((
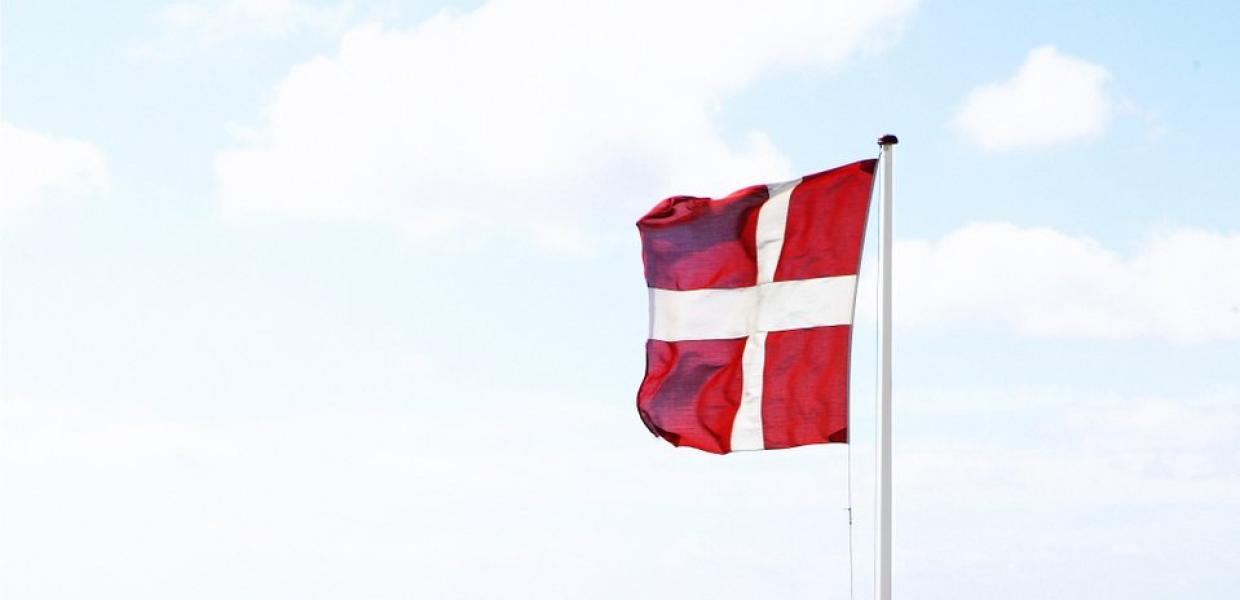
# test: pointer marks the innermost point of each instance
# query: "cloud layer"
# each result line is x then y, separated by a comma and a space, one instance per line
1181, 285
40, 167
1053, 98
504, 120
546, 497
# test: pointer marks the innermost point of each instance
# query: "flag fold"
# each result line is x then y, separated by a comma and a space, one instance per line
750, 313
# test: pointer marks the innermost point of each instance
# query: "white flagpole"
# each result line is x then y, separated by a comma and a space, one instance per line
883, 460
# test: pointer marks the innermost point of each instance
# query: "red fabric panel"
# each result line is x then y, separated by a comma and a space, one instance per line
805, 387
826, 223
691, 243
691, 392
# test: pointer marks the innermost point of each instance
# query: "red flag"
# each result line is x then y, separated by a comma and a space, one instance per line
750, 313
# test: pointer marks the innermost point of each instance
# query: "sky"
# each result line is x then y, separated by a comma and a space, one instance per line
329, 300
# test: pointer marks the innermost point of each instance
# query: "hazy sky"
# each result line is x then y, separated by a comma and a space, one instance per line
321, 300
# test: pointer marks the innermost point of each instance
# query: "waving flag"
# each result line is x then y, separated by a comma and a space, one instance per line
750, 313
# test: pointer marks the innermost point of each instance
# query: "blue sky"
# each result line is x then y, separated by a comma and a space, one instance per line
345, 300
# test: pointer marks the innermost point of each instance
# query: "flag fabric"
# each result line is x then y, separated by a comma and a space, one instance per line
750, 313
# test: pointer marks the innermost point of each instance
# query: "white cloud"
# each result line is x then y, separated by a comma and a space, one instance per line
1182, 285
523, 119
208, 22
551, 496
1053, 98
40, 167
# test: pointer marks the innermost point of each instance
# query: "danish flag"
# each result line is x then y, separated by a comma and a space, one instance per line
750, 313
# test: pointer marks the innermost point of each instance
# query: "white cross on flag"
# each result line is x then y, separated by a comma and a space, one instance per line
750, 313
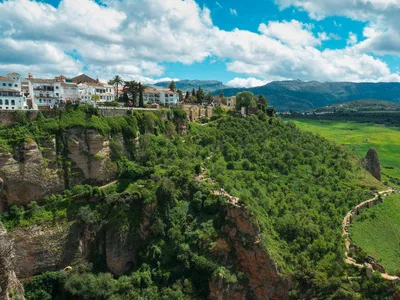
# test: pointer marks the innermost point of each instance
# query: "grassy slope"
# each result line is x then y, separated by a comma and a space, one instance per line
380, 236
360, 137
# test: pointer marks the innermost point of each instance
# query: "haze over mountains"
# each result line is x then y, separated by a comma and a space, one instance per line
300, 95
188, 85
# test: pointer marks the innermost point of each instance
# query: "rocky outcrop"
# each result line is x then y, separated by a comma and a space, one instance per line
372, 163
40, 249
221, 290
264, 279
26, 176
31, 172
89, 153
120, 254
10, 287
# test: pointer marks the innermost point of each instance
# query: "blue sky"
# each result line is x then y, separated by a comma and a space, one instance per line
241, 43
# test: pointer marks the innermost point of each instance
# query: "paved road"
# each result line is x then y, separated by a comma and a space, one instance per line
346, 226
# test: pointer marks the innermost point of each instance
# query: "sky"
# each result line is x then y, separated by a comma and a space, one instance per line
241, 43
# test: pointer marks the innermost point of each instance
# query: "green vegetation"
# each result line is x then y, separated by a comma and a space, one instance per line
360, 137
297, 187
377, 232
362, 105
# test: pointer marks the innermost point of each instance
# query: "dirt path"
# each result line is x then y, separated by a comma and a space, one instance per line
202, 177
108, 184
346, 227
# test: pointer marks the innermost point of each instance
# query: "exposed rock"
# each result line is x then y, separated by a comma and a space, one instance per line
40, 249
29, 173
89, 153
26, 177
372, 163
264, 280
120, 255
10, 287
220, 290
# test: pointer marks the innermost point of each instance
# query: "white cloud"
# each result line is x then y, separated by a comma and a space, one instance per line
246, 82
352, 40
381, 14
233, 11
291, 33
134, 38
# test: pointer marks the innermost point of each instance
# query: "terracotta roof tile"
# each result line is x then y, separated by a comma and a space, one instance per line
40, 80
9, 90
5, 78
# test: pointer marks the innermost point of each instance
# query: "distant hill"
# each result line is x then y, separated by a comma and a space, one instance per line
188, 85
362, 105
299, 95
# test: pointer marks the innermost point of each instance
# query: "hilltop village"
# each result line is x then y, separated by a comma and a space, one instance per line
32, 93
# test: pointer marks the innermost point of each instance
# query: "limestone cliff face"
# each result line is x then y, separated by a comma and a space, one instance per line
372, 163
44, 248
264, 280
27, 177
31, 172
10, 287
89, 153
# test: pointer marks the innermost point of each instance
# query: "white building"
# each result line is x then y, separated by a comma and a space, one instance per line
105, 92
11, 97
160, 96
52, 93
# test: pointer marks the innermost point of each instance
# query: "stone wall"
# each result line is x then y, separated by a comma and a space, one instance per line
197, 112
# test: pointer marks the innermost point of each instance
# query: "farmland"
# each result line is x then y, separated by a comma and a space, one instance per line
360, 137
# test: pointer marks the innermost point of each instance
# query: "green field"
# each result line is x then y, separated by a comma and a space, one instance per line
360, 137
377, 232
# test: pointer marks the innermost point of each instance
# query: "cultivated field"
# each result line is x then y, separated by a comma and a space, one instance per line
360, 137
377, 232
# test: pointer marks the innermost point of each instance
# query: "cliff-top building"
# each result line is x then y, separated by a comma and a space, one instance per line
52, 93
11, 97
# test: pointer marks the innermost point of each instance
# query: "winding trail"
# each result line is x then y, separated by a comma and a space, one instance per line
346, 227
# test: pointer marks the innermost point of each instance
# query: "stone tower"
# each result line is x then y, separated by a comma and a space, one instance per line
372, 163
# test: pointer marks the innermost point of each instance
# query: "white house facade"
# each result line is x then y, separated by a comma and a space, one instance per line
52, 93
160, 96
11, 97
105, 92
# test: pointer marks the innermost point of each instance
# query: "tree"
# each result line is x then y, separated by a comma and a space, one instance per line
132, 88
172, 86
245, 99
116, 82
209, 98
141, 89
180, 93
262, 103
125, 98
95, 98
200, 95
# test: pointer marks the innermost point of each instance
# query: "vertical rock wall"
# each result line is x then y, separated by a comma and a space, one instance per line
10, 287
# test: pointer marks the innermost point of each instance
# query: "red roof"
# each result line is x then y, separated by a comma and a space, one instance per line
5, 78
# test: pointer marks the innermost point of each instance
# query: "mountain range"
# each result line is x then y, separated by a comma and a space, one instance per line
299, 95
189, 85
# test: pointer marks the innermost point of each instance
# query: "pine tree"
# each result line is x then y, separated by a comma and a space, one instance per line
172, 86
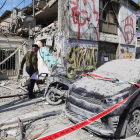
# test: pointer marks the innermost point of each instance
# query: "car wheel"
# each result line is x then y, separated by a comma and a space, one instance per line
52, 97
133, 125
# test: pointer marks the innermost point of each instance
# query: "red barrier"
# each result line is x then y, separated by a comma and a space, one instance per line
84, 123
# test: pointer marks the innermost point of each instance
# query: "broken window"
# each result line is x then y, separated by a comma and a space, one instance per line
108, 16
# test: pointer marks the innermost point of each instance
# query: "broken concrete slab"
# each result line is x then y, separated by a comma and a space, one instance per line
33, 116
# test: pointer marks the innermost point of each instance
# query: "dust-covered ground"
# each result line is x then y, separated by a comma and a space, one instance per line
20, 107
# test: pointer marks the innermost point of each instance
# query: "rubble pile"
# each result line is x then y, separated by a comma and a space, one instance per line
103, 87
))
((
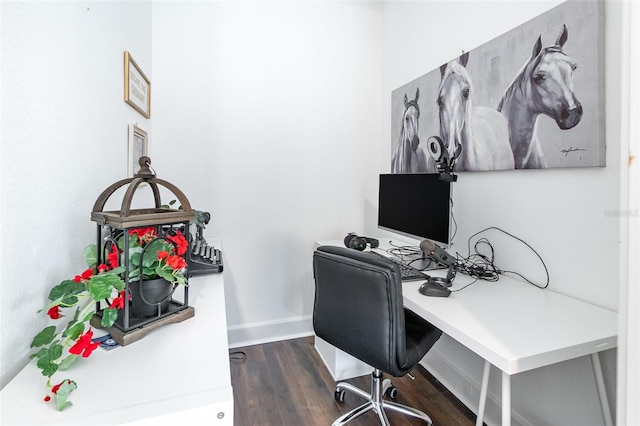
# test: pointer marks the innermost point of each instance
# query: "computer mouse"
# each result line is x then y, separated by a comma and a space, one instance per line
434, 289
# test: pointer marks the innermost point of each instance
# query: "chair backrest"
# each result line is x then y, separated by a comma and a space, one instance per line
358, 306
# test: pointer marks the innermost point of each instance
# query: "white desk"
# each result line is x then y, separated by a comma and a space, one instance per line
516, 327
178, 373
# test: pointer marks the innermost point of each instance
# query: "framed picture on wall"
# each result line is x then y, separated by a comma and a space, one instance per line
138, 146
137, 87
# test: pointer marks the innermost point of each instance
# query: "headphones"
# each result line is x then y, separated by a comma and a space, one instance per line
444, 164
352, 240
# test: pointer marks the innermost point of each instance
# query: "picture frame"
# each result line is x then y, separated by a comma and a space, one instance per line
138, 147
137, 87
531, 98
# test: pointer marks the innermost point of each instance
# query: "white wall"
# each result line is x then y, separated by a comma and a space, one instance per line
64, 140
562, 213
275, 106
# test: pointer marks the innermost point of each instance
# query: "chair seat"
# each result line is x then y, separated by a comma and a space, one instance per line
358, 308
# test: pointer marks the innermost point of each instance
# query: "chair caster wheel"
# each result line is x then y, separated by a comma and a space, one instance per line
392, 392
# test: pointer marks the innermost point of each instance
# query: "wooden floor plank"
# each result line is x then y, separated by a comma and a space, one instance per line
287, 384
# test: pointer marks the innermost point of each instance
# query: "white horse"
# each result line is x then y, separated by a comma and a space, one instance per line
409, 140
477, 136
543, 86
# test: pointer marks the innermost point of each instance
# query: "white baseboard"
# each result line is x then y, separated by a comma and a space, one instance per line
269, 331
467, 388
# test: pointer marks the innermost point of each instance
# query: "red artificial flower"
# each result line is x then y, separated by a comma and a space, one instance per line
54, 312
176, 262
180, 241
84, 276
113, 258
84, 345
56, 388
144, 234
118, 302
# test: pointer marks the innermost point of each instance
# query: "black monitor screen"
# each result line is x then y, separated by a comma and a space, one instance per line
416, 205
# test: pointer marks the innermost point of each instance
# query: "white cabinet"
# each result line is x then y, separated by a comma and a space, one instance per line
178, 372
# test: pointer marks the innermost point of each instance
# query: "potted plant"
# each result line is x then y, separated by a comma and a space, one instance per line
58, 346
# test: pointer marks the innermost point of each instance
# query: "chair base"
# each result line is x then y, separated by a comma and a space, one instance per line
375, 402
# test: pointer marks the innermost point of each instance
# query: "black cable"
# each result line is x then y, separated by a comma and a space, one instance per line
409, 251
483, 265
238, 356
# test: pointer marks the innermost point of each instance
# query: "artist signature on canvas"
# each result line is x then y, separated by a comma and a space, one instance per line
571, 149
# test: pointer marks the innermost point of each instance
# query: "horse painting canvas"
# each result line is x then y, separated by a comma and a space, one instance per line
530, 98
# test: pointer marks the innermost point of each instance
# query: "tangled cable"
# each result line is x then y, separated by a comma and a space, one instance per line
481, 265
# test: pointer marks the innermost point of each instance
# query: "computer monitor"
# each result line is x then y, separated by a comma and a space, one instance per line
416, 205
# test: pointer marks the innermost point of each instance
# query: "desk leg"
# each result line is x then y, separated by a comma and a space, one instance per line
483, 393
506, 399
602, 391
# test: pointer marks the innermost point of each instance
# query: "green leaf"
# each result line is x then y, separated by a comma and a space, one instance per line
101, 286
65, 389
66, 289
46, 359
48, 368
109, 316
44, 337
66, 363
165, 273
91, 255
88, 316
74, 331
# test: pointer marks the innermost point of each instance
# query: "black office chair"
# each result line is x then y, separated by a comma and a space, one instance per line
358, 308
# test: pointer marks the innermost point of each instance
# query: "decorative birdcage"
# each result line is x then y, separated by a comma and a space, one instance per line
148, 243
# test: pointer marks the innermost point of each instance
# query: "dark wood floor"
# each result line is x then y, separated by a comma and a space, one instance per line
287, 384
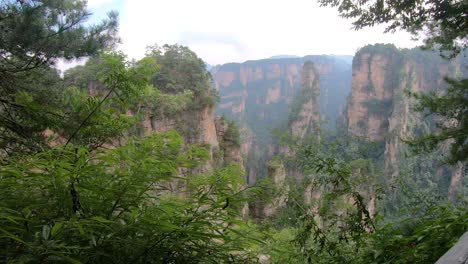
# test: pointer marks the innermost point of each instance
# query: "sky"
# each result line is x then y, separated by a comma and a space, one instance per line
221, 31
))
## Task statement
Copy every line of the entries above in which "broken" occurs.

## Result of the exercise
# query: "broken window"
# query: "broken concrete slab"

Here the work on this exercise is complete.